### [EXERCISE]
Copy out every line from the one holding "Please locate the blue" through the end of the items, inclusive, with the wording unchanged. Adjust each coordinate in the answers by adding -148.

### [DATA SECTION]

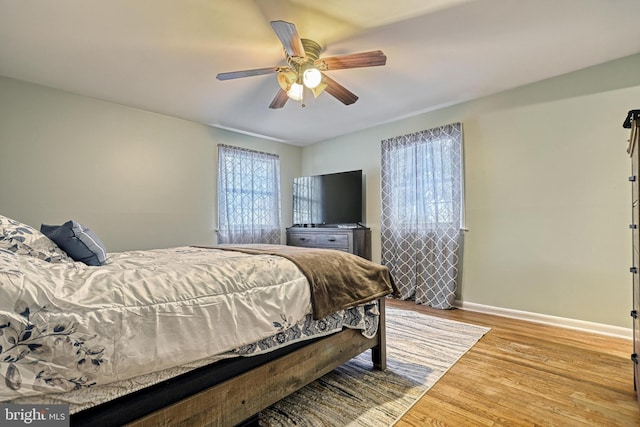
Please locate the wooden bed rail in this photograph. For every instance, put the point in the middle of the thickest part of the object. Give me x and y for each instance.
(241, 397)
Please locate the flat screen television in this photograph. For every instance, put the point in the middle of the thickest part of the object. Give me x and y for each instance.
(330, 199)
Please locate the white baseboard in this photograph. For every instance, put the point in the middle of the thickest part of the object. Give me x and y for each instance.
(563, 322)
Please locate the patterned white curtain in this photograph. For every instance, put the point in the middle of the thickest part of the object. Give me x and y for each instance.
(422, 213)
(248, 196)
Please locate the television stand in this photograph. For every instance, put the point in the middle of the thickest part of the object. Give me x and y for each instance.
(353, 240)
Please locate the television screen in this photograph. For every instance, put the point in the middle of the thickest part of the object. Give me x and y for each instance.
(328, 199)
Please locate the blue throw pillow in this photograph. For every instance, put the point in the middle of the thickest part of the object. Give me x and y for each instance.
(78, 241)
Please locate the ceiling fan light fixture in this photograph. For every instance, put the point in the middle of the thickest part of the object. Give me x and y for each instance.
(295, 92)
(311, 77)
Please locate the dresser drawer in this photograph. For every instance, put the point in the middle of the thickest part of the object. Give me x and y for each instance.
(340, 241)
(301, 239)
(353, 240)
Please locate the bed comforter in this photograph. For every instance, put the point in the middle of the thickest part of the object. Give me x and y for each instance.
(67, 326)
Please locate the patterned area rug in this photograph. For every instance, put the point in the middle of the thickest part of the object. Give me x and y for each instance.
(420, 350)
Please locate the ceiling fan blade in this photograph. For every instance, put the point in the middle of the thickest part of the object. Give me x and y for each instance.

### [COMPLETE ANSWER]
Please locate the blue throw pillow in this photograph. For every instance, put the point in the middle of the thickest part of the object. Give me x and y for each instance.
(-70, 93)
Please locate the ceiling fan light fixture in this photograph. For every instance, put the point in the middle of the thickest part of the object. Give me x and y for each instance.
(147, -56)
(163, -71)
Please locate the dresser drawer in this photograph. For every instance, put the point in the middle of the thickest part of the object. Give me x and y for each instance.
(192, 93)
(153, 91)
(205, 92)
Please locate the bed comforter in this photograph. For every instance, put the point in the middle of the thickest part of the object. Give me x and y for each instance.
(-81, 178)
Please locate the patterned area rug in this photograph. For every instance, put the point in the middle of the thickest part of the object. Give me x and y for each instance.
(272, 202)
Please locate the ceiling fan blade in this photograph. For every instance, put the point in the middle of the thickest part of the object. Give me x and y for each instance.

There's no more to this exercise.